__Entries from a dataset__
(begin)

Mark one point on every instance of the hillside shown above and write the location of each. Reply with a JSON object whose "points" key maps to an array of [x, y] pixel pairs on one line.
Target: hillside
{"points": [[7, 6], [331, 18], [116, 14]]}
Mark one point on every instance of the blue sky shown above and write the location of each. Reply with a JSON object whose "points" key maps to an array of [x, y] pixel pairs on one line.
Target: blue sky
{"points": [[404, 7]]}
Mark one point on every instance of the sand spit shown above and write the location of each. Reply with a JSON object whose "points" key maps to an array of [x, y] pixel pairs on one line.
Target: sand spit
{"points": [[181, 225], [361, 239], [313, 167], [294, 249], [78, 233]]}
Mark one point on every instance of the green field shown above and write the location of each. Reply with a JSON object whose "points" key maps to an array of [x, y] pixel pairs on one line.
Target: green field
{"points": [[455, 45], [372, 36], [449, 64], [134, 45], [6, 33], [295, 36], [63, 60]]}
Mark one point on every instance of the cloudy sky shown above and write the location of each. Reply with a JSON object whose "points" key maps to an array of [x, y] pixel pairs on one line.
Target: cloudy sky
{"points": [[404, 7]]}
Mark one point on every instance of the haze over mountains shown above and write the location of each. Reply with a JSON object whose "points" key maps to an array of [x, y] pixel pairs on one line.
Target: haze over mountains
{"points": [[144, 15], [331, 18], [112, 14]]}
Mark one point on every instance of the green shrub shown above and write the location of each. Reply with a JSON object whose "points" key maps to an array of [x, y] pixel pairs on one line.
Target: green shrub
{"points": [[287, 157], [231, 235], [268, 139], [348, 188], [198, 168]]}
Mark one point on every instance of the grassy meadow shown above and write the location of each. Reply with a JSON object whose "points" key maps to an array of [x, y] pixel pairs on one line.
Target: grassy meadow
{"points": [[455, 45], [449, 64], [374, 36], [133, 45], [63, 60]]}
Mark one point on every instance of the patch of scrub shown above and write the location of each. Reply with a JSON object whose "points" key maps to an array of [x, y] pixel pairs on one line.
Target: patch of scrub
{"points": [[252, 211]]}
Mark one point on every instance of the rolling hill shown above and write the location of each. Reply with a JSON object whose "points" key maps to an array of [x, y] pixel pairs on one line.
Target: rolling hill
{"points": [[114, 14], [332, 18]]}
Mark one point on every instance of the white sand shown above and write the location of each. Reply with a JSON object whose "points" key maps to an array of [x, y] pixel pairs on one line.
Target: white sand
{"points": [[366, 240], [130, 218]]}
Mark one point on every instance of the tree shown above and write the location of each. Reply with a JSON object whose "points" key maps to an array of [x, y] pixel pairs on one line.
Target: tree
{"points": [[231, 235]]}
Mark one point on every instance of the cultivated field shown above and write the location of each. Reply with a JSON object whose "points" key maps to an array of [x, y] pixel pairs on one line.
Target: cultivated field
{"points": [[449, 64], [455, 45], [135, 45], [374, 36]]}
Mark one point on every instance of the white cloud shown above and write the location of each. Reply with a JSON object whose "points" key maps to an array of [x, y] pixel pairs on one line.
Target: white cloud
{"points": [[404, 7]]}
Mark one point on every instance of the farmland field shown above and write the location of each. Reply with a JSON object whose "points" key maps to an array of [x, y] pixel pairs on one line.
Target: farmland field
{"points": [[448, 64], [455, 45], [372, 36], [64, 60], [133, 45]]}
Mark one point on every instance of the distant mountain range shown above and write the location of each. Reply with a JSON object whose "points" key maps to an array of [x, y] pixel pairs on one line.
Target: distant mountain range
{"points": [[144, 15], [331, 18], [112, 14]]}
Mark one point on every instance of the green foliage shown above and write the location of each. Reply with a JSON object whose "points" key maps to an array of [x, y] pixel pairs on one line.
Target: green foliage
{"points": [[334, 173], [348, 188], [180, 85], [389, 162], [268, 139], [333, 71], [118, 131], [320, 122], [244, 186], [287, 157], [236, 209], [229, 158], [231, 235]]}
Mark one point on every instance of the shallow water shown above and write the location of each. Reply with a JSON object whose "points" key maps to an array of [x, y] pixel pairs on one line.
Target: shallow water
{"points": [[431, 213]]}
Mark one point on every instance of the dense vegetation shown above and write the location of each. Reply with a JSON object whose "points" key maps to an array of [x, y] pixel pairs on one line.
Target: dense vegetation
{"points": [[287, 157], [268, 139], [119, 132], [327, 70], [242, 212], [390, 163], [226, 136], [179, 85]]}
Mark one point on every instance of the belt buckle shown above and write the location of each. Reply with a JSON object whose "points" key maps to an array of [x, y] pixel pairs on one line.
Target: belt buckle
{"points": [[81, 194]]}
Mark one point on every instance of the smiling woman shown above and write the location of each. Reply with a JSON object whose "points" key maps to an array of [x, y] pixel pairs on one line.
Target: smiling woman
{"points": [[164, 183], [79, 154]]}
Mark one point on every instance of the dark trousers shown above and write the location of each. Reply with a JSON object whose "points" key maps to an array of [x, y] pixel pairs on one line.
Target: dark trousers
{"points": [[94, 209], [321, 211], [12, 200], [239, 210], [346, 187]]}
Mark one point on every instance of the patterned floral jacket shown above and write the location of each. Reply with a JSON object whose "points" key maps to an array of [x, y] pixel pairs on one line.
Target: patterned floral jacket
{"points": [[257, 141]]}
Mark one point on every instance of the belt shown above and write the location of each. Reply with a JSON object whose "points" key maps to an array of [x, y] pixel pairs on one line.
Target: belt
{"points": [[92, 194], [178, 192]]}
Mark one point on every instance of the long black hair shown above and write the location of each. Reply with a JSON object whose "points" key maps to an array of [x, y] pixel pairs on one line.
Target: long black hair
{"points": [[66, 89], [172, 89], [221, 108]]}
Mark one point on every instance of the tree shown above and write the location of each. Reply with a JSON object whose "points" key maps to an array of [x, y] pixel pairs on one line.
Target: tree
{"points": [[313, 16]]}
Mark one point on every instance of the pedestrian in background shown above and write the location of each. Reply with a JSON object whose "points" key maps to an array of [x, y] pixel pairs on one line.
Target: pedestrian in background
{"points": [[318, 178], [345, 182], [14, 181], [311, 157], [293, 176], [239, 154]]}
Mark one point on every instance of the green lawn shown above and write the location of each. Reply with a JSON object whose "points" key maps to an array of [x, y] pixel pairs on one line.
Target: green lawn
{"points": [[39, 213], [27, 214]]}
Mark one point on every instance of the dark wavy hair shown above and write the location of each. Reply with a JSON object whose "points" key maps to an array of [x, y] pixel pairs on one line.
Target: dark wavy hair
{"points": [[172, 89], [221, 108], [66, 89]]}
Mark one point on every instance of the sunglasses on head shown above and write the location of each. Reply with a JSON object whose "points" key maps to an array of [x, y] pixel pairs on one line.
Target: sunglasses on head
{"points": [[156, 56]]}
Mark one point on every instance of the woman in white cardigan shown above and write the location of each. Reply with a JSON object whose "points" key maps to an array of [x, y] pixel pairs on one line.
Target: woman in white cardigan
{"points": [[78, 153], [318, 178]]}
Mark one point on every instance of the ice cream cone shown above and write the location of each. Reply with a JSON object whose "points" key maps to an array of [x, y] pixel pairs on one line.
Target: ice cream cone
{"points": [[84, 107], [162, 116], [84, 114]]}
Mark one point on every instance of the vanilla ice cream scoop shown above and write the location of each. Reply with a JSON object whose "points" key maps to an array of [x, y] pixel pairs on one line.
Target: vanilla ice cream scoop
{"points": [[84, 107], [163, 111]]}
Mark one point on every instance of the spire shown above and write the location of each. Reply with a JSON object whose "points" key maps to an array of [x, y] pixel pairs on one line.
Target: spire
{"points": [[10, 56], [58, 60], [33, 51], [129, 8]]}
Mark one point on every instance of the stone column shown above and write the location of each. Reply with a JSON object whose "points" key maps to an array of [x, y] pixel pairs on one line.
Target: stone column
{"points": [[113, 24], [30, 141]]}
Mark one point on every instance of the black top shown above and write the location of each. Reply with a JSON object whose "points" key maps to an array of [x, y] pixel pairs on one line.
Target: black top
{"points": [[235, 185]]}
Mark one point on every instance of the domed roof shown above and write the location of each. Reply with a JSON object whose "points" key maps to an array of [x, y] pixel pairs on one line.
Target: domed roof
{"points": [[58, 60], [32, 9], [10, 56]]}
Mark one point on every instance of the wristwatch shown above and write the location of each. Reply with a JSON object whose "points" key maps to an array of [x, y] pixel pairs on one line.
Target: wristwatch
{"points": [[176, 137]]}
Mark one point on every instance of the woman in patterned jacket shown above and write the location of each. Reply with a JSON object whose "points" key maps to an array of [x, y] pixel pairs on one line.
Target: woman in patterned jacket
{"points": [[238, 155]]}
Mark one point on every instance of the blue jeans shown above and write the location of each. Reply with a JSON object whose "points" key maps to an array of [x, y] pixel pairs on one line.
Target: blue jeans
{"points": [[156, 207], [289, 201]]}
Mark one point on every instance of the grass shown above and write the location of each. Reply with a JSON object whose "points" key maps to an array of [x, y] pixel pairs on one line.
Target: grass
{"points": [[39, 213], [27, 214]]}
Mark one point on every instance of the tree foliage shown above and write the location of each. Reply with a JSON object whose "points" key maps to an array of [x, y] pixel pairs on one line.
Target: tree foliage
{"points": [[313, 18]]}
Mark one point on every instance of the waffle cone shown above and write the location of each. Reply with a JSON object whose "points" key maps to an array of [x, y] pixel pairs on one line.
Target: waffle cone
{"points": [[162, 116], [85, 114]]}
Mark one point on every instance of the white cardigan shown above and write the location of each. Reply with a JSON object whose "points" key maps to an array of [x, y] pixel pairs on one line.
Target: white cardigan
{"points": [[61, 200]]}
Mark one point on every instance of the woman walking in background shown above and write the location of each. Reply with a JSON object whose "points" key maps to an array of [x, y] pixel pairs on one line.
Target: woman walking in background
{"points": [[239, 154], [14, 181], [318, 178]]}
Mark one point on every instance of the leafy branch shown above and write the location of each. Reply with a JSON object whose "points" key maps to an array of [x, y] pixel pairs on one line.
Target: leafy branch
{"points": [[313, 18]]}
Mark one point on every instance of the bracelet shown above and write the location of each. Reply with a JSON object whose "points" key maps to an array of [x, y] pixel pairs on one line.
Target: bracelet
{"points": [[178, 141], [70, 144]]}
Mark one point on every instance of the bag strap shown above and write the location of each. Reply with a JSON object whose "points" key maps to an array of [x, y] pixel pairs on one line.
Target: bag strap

(end)

__Brief__
Your output consists solely of the lines from the one with "Mark one point on every instance of the grass shown" through the last line, copied exactly.

__Task response__
Mark one point on every instance of the grass shown above and write the location of each. Reply with a JSON object whose "points" key maps to an array of [x, y] pixel pairs on one line.
Target: grass
{"points": [[39, 213], [27, 214]]}
Mark one point on every instance of the tree foliage shown above and write the location of each. Reply with a JSON object whose "points" key maps to an array of [x, y] pixel pairs on one line.
Target: tree foliage
{"points": [[313, 18]]}
Mark one point on every instance of the waffle cone shown above and write the location of each. Reply with a JSON object whose "points" key maps to an array of [x, y] pixel pairs on one line.
Target: waffle cone
{"points": [[162, 116], [85, 114]]}
Mark one point on every instance of the white cardigan shown above and write the location of each. Reply with a JSON object whose "points" key maps to an array of [x, y] pixel pairs on one line.
Target: white cardigan
{"points": [[61, 200]]}
Mark one point on every instance of the woman walking in background shown above and write the location of each. Reply with a JSON object whose "points" key maps to an array of [x, y] pixel pairs on one line.
Target: woman walking in background
{"points": [[239, 154], [14, 181], [318, 178]]}
Mark one point on every instance of the leafy branch shown above and write the location of each. Reply with a JSON object whose "points" key maps to an array of [x, y] pixel pairs on one line.
Target: leafy branch
{"points": [[313, 18]]}
Mark one point on every instance of the bracelet shown above and write the location of each. Reply with a JSON object whose "points" key maps to an array of [x, y] pixel pairs on one line.
Target: bracelet
{"points": [[178, 141], [70, 144]]}
Mark one point on every instance of the bag strap shown above and write the location of each. Reply with a JSON object whose "points" key maps to an array of [x, y] pixel pairs on one line.
Target: bag strap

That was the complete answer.